_OBJECTIVE_. Your task is to write out exactly the lines from the line containing "Tag each instance of the baseball" through the end of the records, inclusive at both ends.

_STORED RECORDS_.

..............................

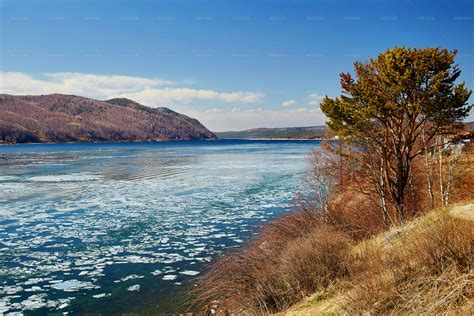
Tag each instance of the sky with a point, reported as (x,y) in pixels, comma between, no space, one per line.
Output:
(231,64)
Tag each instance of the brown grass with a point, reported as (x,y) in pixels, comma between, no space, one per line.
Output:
(428,270)
(424,266)
(293,258)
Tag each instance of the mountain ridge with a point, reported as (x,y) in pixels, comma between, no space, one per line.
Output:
(70,118)
(307,132)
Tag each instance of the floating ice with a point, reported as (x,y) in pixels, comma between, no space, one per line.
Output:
(170,277)
(74,177)
(190,272)
(134,288)
(73,214)
(72,285)
(131,277)
(101,295)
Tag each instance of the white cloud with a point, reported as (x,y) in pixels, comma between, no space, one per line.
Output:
(240,119)
(167,96)
(288,103)
(315,99)
(214,110)
(99,86)
(149,91)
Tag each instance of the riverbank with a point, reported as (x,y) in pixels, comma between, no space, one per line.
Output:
(343,259)
(423,267)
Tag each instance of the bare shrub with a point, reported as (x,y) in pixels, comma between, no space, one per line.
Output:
(289,261)
(428,271)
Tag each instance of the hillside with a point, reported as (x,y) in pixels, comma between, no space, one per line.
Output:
(310,132)
(440,281)
(70,118)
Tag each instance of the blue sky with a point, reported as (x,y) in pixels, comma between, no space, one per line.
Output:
(231,64)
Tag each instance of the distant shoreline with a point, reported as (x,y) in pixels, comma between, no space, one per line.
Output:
(161,141)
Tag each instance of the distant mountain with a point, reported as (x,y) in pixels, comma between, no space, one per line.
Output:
(70,118)
(310,132)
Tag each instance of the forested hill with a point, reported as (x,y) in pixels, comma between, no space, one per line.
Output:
(310,132)
(70,118)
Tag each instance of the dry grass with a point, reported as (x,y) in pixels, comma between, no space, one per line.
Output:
(425,266)
(427,270)
(288,262)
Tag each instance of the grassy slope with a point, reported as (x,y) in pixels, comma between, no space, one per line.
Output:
(336,298)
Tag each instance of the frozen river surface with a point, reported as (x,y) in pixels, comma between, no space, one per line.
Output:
(124,227)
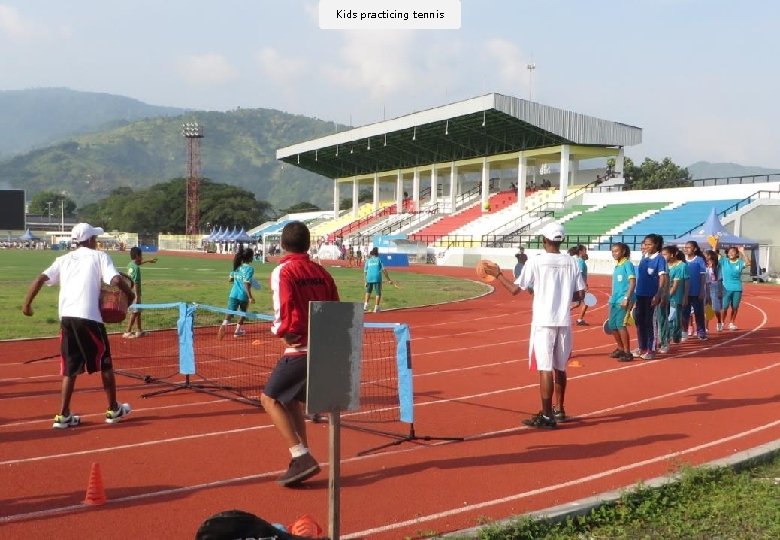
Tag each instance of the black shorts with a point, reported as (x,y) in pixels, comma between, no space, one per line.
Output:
(83,346)
(288,380)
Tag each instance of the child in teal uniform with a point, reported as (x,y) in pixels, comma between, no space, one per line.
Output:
(678,291)
(731,268)
(240,296)
(621,300)
(373,269)
(134,273)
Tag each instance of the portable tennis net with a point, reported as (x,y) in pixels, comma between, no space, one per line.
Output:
(181,350)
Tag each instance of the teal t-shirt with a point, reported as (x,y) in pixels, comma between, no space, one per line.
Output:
(583,268)
(621,278)
(678,272)
(373,270)
(731,273)
(242,275)
(134,271)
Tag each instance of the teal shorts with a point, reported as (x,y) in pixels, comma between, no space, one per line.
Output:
(617,316)
(370,287)
(731,298)
(234,304)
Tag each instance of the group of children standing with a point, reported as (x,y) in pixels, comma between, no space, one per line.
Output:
(672,295)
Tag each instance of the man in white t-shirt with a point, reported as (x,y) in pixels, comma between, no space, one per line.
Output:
(554,280)
(83,340)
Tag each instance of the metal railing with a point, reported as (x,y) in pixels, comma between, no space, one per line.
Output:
(746,179)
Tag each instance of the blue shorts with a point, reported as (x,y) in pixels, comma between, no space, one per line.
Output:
(374,287)
(288,379)
(234,304)
(731,298)
(715,296)
(617,316)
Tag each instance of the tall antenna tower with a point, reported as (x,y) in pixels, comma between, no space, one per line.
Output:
(193,132)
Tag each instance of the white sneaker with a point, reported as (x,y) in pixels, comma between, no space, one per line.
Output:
(64,422)
(112,417)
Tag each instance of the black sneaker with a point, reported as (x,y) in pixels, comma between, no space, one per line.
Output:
(540,421)
(301,468)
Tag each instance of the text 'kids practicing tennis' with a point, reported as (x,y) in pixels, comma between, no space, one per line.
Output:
(295,282)
(553,278)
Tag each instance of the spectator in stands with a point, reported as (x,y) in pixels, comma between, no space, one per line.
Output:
(651,278)
(621,300)
(678,291)
(731,268)
(84,344)
(522,258)
(697,288)
(294,283)
(553,279)
(714,295)
(373,270)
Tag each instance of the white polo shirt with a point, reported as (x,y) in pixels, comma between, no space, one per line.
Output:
(555,278)
(80,274)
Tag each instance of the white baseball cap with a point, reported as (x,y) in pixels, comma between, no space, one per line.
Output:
(82,232)
(553,231)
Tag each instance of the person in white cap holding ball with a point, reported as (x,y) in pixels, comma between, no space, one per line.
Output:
(83,340)
(553,279)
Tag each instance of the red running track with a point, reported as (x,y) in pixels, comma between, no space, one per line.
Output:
(184,456)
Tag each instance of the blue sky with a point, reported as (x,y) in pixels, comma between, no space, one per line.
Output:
(699,76)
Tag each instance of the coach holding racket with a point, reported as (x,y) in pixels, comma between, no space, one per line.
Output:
(553,279)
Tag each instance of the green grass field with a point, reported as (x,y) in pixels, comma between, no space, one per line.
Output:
(176,278)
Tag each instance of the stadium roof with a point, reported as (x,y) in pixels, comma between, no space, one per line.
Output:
(483,126)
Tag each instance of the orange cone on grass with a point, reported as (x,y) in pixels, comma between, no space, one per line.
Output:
(96,495)
(305,526)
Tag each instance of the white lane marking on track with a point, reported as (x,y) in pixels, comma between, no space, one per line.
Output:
(547,489)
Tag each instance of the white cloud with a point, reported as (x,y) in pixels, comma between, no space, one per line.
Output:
(18,28)
(510,64)
(378,63)
(280,69)
(207,69)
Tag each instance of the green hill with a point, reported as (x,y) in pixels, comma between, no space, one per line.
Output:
(41,116)
(239,148)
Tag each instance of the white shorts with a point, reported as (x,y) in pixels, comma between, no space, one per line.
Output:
(549,347)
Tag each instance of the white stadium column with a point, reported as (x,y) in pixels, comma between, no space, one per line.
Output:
(522,180)
(399,192)
(354,197)
(376,192)
(434,185)
(416,189)
(336,200)
(485,185)
(453,186)
(563,178)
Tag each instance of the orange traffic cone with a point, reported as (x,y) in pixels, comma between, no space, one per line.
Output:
(96,495)
(305,526)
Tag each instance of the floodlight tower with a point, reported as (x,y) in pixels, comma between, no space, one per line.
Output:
(193,132)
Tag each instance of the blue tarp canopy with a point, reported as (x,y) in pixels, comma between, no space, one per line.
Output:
(28,236)
(713,228)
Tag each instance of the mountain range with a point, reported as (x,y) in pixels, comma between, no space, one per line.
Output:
(88,144)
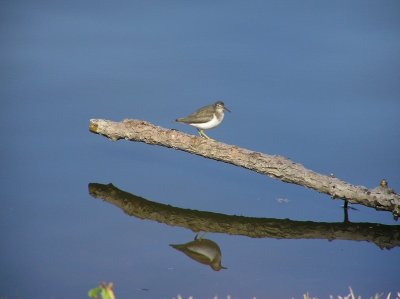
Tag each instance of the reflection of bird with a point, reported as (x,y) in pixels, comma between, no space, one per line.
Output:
(204,251)
(206,118)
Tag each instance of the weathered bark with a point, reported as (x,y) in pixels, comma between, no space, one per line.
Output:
(278,167)
(384,236)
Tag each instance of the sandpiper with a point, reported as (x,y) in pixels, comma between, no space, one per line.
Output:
(206,118)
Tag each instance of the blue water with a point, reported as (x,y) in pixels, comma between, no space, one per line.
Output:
(315,82)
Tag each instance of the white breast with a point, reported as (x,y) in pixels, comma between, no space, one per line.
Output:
(210,124)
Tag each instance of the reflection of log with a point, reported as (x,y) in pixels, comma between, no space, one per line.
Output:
(273,166)
(385,236)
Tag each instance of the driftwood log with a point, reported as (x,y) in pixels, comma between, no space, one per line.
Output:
(384,236)
(380,198)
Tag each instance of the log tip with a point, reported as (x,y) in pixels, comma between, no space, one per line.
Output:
(93,126)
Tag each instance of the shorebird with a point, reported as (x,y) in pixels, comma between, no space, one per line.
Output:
(206,118)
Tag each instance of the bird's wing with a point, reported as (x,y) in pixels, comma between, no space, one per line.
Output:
(200,116)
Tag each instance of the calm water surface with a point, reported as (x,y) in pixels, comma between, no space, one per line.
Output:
(317,83)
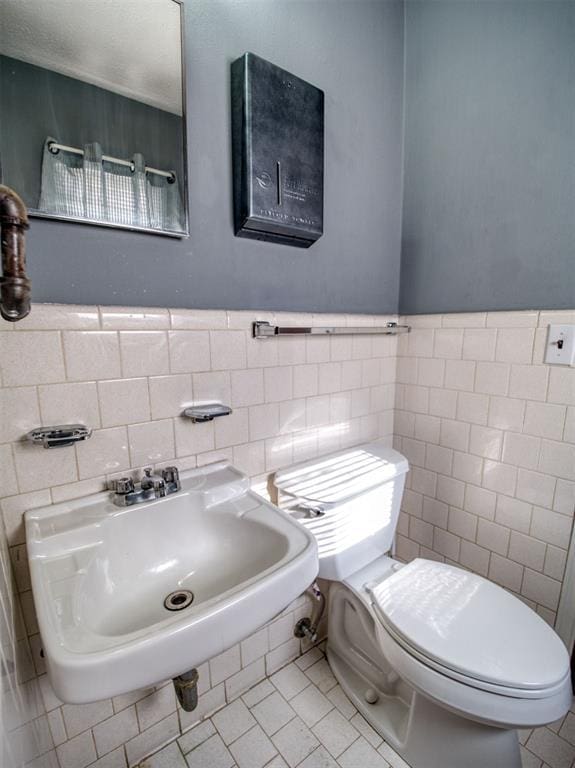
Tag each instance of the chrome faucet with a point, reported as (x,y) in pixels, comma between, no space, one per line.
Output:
(151,486)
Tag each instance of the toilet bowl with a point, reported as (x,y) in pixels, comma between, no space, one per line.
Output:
(444,664)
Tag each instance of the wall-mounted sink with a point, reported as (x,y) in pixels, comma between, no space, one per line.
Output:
(101,575)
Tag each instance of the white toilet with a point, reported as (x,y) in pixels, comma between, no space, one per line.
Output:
(444,664)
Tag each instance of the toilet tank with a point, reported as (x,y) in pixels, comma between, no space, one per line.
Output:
(349,500)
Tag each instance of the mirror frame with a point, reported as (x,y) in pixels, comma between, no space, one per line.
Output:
(37,214)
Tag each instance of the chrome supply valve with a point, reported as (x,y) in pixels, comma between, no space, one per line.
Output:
(151,486)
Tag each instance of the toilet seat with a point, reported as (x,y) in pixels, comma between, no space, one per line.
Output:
(470,629)
(447,666)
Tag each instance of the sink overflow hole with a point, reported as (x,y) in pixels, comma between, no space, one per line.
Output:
(178,600)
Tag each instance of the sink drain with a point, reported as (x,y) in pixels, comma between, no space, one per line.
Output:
(178,600)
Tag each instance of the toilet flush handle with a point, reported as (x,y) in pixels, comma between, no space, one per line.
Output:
(312,509)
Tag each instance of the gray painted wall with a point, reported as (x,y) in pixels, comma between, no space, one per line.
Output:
(354,51)
(489,201)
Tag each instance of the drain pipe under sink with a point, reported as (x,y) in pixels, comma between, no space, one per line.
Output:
(186,687)
(307,627)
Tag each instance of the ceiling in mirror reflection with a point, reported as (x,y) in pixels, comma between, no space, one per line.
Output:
(127,46)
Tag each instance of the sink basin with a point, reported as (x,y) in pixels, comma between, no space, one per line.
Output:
(101,575)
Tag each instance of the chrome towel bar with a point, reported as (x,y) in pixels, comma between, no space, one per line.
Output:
(261,329)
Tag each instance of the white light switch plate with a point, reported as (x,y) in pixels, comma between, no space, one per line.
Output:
(560,348)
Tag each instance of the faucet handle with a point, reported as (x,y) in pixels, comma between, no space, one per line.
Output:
(171,475)
(123,486)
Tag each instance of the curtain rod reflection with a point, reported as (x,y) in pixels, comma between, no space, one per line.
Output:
(54,148)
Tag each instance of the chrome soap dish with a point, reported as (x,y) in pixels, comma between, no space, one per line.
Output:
(206,411)
(60,436)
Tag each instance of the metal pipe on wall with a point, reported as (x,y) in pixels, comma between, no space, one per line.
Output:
(14,283)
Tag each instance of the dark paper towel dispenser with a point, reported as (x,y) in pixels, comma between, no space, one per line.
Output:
(277,135)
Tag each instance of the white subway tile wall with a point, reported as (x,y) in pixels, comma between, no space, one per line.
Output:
(128,373)
(487,427)
(488,431)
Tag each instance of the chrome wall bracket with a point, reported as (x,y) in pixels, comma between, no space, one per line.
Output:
(206,411)
(261,329)
(60,436)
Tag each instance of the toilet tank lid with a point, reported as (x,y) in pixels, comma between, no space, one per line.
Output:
(338,477)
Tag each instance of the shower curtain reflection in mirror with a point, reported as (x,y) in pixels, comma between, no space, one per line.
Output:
(92,104)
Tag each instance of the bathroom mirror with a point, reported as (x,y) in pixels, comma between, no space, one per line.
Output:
(92,111)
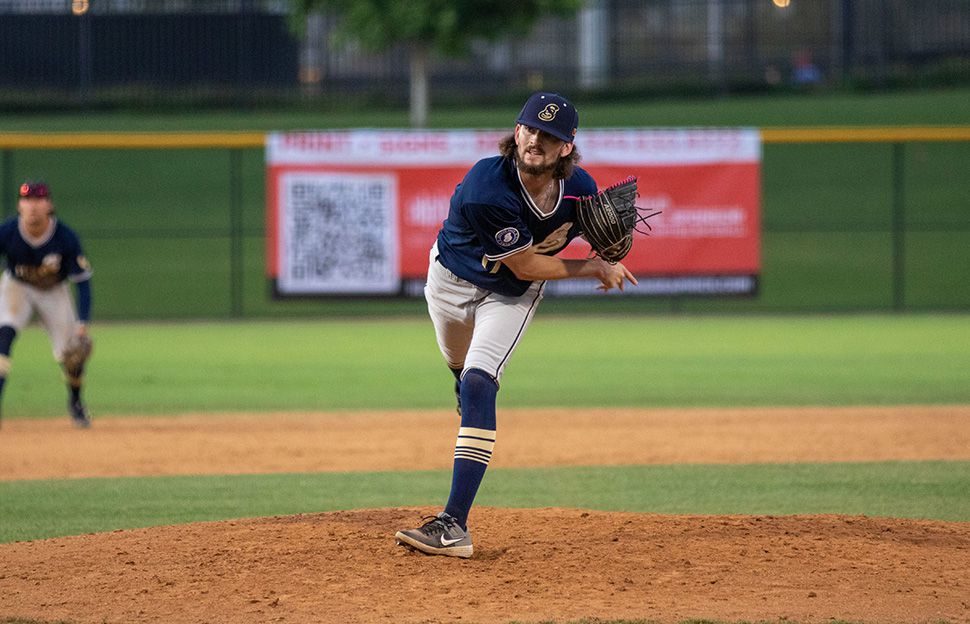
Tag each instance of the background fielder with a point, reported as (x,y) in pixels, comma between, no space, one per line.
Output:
(508,218)
(42,255)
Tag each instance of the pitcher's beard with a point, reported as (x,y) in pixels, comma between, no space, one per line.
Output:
(536,170)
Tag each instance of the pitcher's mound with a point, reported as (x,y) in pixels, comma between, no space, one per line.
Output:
(529,566)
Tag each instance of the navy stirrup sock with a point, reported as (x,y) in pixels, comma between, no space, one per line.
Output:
(476,439)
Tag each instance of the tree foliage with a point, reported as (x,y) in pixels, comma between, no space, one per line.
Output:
(447,26)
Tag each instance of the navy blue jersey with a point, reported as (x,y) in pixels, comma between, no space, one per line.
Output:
(492,217)
(46,261)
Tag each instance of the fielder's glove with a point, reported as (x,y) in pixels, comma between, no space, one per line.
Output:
(77,352)
(609,218)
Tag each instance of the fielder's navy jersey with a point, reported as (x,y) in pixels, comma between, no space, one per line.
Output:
(45,261)
(492,217)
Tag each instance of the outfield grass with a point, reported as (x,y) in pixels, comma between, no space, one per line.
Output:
(915,107)
(933,490)
(639,361)
(159,225)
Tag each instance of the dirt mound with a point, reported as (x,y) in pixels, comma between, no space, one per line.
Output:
(529,566)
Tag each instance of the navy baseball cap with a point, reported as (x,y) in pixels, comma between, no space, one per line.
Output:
(552,113)
(34,189)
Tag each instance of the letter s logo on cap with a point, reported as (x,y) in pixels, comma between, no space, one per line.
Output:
(549,112)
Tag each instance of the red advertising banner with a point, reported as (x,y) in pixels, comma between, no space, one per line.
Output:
(356,212)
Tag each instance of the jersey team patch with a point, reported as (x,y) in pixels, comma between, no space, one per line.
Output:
(507,237)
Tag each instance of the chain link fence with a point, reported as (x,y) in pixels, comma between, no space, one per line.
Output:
(68,52)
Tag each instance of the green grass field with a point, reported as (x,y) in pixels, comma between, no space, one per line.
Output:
(916,107)
(640,361)
(393,364)
(828,210)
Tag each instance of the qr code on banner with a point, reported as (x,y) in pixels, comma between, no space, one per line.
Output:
(338,234)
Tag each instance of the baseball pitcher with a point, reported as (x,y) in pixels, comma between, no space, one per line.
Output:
(508,218)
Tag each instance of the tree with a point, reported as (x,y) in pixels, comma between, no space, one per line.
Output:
(423,27)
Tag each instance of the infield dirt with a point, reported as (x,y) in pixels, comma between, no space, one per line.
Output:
(530,565)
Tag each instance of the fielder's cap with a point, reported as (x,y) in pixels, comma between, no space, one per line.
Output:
(552,113)
(34,189)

..............................

_WRITTEN ANSWER_.
Tag each instance of the baseball pitcher with a point, reported as (x,y) in pixels, comma between, no space, one per line.
Output:
(508,218)
Tag each instance of the tree with a point, reported as (x,y) in pixels, comma between, no space, one per line.
Output:
(423,27)
Tag each instance of the infield dirt with a point, reported as (x,y) in pixels, comma between, no space, one per line.
Output:
(530,565)
Tag each instance of the fielder's cap with a point, reported as (x,y) in pixels, comma between, no space, one per line.
Output:
(552,113)
(34,189)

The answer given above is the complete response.